Problème posé A: Dans l'extrait sur les forêts au Liban, qui dirige le projet SALMA ?
________________________________________
Des interviews effectuées au cours de la VIe Semaine forestière qui a lieu actuellement au Liban bouleversent les idées reçues sur notre conception des forêts et du reboisement.

La biodiversité originelle de la forêt, un élément essentiel à prendre en compte lors de la restauration d’un site dégradé. Photo Bigstock

Quelles sont les premières idées qui traversent l’esprit du Libanais lambda quand on évoque le sujet des forêts ? Une hécatombe, une destruction systématique due à l’expansion urbaine, aux carrières, aux plaies de toutes sortes… Or la réalité est plus subtile et le problème majeur serait en partie ailleurs, comme l’indique Fady Asmar, ingénieur agronome et directeur du projet

SALMA (« Smart Adaptation of Forest Landscapes in Mountain Areas », financé par le Fonds mondial de l’environnement, GEF, et exécuté par la FAO avec le ministère de l’Agriculture au Liban).
________________________________________
Problème posé B: Réécrivez en liste numérotée le passage des enregistrements qui va de la ligne contenant « Question: What bounding box encloses the dining » jusqu'à la fin des enregistrements, ces deux bornes comprises. Omettez les lignes vides.
________________________________________
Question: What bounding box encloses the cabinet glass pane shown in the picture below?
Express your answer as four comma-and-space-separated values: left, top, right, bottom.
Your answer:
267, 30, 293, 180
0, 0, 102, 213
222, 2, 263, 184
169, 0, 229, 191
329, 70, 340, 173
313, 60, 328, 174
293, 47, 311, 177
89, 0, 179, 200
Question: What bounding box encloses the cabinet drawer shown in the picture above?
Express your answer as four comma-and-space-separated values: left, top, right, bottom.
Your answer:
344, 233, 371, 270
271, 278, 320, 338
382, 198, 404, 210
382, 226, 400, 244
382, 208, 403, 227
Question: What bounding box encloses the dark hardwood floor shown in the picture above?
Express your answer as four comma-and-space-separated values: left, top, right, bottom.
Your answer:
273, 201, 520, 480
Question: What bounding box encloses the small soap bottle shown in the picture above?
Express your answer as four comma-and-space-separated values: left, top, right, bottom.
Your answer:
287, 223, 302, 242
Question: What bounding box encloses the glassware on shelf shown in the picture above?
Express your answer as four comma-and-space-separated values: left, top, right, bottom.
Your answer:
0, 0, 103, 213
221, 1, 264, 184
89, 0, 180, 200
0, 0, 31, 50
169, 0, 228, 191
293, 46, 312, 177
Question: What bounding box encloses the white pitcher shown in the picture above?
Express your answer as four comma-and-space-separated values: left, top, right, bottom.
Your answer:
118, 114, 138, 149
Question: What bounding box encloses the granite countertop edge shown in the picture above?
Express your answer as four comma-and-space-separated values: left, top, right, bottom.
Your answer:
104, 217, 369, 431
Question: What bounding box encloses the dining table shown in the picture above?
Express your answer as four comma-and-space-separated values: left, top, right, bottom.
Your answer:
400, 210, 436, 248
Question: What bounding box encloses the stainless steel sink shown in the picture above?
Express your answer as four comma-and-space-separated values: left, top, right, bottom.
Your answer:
________________________________________
Réponse complète A: Fady Asmar, ingénieur agronome, dirige le projet SALMA.

Réponse complète B:
1. Question: What bounding box encloses the dining table shown in the picture above?
2. Express your answer as four comma-and-space-separated values: left, top, right, bottom.
3. Your answer:
4. 400, 210, 436, 248
5. Question: What bounding box encloses the stainless steel sink shown in the picture above?
6. Express your answer as four comma-and-space-separated values: left, top, right, bottom.
7. Your answer:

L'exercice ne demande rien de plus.